- [The problem]
Copy the records below exactly as they are written.
# start of Materials provided
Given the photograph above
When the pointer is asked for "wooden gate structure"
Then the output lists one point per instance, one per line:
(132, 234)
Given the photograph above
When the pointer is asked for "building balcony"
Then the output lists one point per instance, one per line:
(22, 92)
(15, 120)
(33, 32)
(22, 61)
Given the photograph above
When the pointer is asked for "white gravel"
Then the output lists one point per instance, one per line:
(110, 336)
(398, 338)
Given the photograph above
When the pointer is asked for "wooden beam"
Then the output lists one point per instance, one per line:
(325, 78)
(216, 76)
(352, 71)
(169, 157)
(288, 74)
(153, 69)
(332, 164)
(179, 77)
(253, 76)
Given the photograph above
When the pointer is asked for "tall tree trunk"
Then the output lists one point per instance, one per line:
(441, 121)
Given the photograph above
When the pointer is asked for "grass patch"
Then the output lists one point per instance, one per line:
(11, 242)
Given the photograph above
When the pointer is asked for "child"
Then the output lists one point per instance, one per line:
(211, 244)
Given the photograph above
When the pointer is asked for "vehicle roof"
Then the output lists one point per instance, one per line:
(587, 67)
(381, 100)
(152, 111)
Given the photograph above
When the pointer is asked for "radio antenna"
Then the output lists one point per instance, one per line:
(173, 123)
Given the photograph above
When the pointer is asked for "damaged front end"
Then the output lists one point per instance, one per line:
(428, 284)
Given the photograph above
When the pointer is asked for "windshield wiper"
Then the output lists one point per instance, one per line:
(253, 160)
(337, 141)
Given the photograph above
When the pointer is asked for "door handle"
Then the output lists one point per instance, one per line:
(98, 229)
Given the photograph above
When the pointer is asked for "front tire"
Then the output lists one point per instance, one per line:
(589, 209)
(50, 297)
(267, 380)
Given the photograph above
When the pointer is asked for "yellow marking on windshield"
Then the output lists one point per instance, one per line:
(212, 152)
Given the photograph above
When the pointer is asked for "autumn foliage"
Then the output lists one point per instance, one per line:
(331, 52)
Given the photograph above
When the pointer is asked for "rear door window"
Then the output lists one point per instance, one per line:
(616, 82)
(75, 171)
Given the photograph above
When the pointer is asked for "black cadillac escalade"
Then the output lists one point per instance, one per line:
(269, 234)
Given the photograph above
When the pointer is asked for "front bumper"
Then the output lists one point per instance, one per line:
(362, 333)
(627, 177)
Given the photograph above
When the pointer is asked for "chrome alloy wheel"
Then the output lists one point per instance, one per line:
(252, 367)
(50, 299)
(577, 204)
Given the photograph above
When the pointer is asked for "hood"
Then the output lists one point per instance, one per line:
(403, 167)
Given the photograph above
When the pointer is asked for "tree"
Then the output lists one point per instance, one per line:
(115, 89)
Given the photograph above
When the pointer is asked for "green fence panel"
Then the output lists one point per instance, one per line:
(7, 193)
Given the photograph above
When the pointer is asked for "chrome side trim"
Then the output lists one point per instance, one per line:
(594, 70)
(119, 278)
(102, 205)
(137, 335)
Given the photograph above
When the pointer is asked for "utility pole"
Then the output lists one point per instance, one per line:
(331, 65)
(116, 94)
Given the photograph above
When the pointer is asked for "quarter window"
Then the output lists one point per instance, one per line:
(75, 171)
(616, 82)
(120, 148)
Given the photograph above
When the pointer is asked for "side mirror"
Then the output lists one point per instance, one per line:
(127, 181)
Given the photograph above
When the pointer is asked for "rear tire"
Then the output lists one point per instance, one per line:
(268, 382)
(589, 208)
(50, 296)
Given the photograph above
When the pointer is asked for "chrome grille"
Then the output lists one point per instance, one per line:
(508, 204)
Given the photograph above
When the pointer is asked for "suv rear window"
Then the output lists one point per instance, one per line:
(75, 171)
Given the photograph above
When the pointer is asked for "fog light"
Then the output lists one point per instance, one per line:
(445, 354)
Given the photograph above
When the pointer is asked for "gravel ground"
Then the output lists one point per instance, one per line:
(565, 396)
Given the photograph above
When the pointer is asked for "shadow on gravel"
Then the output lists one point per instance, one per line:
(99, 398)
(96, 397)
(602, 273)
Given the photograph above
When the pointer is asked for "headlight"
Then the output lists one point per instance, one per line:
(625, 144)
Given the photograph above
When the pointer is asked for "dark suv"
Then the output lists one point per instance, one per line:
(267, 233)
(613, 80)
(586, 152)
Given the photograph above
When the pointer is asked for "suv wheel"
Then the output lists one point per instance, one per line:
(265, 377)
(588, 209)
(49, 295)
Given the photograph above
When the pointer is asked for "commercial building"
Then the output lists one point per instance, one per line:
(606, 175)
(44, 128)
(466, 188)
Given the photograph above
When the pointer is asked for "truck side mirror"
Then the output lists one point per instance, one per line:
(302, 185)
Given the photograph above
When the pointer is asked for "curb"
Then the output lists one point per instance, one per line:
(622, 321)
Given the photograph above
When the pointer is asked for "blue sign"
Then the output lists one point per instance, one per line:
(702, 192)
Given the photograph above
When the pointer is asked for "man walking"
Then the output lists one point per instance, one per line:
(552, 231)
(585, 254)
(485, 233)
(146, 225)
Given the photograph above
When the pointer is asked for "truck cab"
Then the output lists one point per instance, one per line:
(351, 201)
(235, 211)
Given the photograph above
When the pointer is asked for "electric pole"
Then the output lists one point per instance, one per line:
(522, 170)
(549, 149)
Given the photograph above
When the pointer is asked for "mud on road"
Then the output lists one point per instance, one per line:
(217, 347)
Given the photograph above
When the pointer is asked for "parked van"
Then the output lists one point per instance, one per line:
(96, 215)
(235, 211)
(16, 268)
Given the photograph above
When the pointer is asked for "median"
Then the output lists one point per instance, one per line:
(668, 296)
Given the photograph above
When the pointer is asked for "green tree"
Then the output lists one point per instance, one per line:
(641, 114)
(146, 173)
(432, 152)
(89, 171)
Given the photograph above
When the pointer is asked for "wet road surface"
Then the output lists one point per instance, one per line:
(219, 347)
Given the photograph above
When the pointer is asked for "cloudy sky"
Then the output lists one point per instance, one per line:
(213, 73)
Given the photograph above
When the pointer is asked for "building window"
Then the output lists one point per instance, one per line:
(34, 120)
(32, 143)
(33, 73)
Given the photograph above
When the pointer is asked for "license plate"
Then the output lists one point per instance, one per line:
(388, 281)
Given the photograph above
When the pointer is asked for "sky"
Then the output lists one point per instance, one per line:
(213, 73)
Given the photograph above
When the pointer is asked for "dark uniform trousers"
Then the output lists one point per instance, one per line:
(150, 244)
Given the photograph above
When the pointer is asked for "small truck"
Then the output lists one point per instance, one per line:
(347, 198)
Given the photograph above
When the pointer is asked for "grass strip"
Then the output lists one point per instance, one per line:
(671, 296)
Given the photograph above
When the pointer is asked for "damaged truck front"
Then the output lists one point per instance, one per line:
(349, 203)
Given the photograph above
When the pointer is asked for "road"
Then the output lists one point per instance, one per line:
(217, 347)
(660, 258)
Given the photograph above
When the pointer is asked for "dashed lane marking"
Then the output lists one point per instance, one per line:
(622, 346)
# end of Materials provided
- [Finished answer]
Given the photograph above
When the pointer is asked for "wooden gate structure"
Then the output lists one point per instance, one per line:
(132, 234)
Given the photograph above
When the pointer is asked for "building balcony"
Then the output lists one point per instance, one per line:
(22, 92)
(15, 120)
(33, 32)
(22, 61)
Given the photograph above
When the pointer is asked for "white gravel"
Then the output lists one point per instance, one per line:
(110, 336)
(398, 338)
Given the photograph above
When the pointer is asked for "wooden beam"
Then the output lists one point per instance, one per line:
(325, 78)
(216, 76)
(352, 71)
(169, 157)
(288, 74)
(153, 69)
(332, 164)
(179, 77)
(253, 76)
Given the photograph above
When the pointer is asked for "tall tree trunk"
Then the output lists one point per instance, one per line:
(441, 121)
Given the photograph above
When the pointer is asked for "grass patch"
Then the output lists one point per instance, one per line:
(11, 242)
Given the photograph above
When the pointer is asked for "child"
Then the output lists one point per instance, one per line:
(211, 244)
Given the photograph above
When the pointer is asked for "vehicle roof"
Then the output lists one point per instance, one per line:
(587, 67)
(381, 100)
(152, 111)
Given the photograph above
When the pointer is asked for "radio antenna"
Then the output lists one point per instance, one per line:
(173, 123)
Given the photograph above
When the pointer is asked for "damaged front end"
Then the output lists one point per instance, one per line:
(428, 284)
Given the photograph above
When the pointer is asked for "windshield wiper"
Then the output lists one point per instance, one per line:
(253, 160)
(337, 141)
Given the photograph above
When the pointer is asked for "door handle"
Then the output lists one point per instance, one per line:
(98, 229)
Given the photograph above
When the pointer is asked for "front tire"
Then the output lists one point per instance, one per line:
(589, 209)
(50, 297)
(267, 380)
Given the photograph above
When the pointer is asked for "yellow marking on windshield"
Then the output lists one point per instance, one per line:
(212, 152)
Given the photograph above
When the pointer is asked for "autumn foliage"
Then the output lists one point per instance, one per line:
(331, 52)
Given the photograph above
When the pointer is asked for "rear door window"
Then the output lists one point per instance, one per line:
(616, 82)
(75, 171)
Given the photograph above
When the pointer is asked for "black cadillac escalade"
Then the output lists one point per instance, one per line:
(269, 234)
Given the photograph above
When the pointer is asked for "front bumper"
Then the output lists one point per instance, one per line:
(362, 333)
(627, 177)
Given the photograph above
When the pointer is asked for "chrome alloy wheel"
Then the output lists one point per instance, one per line:
(252, 367)
(50, 299)
(577, 204)
Given the photograph above
When the pointer is asked for "hood"
Then the output lists one point per instance, one per line:
(403, 167)
Given the photograph above
When the pointer is asked for "tree"
Then the output lists one point per instance, one per line:
(115, 89)
Given the photograph above
When the pointer is asked for "green fence panel"
Then the output lists one point per instance, one per line:
(7, 193)
Given the photograph above
When the pointer is asked for "chrome side trim"
Then the output lists one point per instance, one per line:
(594, 70)
(119, 278)
(102, 205)
(137, 335)
Given the photograph above
When the pointer is asked for "utility pole"
Then the output lists one point per instance, one per line:
(331, 65)
(116, 94)
Given the photograph above
When the pointer is asked for "quarter window"
Then the output lists one point per instance, one per line:
(75, 171)
(616, 82)
(120, 148)
Given the photograph above
When the pointer is asked for "side mirror"
Then the output lists one point per instance, one per line:
(127, 181)
Given the photograph above
When the pointer is asked for "rear tire"
Then the output lists one point per instance, one per line:
(268, 382)
(589, 208)
(50, 296)
Given the photograph above
When the pointer is asked for "chrome grille"
Then the output lists one point per instance, one per line:
(508, 204)
Given the photograph above
When the pointer is asked for "suv rear window"
Then the output lists one point per instance, one per line:
(75, 171)
Given the photograph above
When the pointer is asked for "fog light"
Then the output lists one point per instance, one per line:
(445, 354)
Given the photograph above
When the pointer is asked for "gravel ground"
Then the output lists one point per instance, one per line:
(565, 396)
Given the photograph above
When the pointer is asked for "shadow on gravel"
Then the output lists one point per instance, one per line:
(99, 398)
(96, 397)
(602, 273)
Given the photograph above
When the pointer is asked for "headlight"
Then the output lists one point per instance, one per line:
(625, 144)
Given the photograph above
When the pointer is asked for "dark suv"
Then the output lists one point per instance, one per line:
(267, 233)
(613, 80)
(586, 152)
Given the photograph above
When the pointer is asked for "suv wheel"
Then the output lists one point per instance, one per line:
(265, 377)
(588, 209)
(49, 295)
Given the photograph above
When the pointer is asked for "commercial building"
Then the output lists one point per instance, one per line:
(606, 175)
(44, 128)
(466, 188)
Given the photograph above
When the pointer is asked for "truck side mirror"
Then the output lists one point per instance, one per line:
(302, 185)
Given the photograph above
When the pointer is asked for "curb"
Then the output lists one point per instance, one per line:
(622, 321)
Given the photograph above
When the pointer is asked for "blue sign"
Then the output lists one point per instance, one per line:
(702, 192)
Given the photograph above
When the pointer is asked for "man walking"
Then the output lists one point per instance, one per line:
(552, 231)
(585, 254)
(485, 233)
(146, 225)
Given the photograph above
When the pointer is asked for "truck cab"
Then the output lists one point per instance, one per line:
(351, 201)
(235, 211)
Given the photograph above
When the pointer is asked for "electric pole"
Then the output lists one point per instance, one per line:
(522, 170)
(549, 149)
Given the photograph above
When the pointer is asked for "mud on road"
Then the output lists one point per instance, one per line:
(217, 347)
Given the photograph above
When the pointer is asked for "parked van"
Then the output lists one point per instance, one per line:
(96, 215)
(235, 211)
(16, 268)
Given the photograph above
When the pointer is asked for "median"
Then the output lists one point per instance, one per line:
(668, 296)
Given the photograph above
When the pointer is asked for "green tree"
Then the output lists one point per instance, one per line:
(641, 114)
(146, 173)
(432, 152)
(89, 171)
Given the photograph above
When the pointer is asked for "wet road surface"
Then the output lists one point per instance, one per line:
(219, 347)
Given the photograph above
When the pointer is asked for "cloudy sky"
Then the output lists one point per instance, one per line:
(213, 73)
Given the photograph above
When the pointer is asked for "building window"
Then the output lists one point per instance, one per line:
(34, 120)
(32, 143)
(33, 73)
Given the photograph above
When the pointer is asked for "license plate"
Then the output lists one point per instance, one per line:
(388, 281)
Given the photograph above
When the pointer is asked for "sky"
Then the output lists one point per instance, one per line:
(213, 73)
Given the photograph above
When the pointer is asked for "dark uniform trousers"
Then the output lists one point per instance, one per line:
(150, 244)
Given the photograph above
When the pointer is asked for "small truck"
Then the output lists one point per instance, one per line:
(347, 198)
Given the photograph above
When the pointer is asked for "grass strip"
Then the output lists one point per instance, one per line:
(671, 296)
Given the photograph above
When the pointer is asked for "damaged truck front"
Then the output lists one point per instance, one per line:
(349, 203)
Given the photograph above
When the pointer is asked for "road"
Then the output lists one point per instance, one per line:
(217, 347)
(660, 258)
Given the photograph above
When the pointer is asked for "dashed lane marking"
Then the output lists one point per instance, one per line:
(622, 346)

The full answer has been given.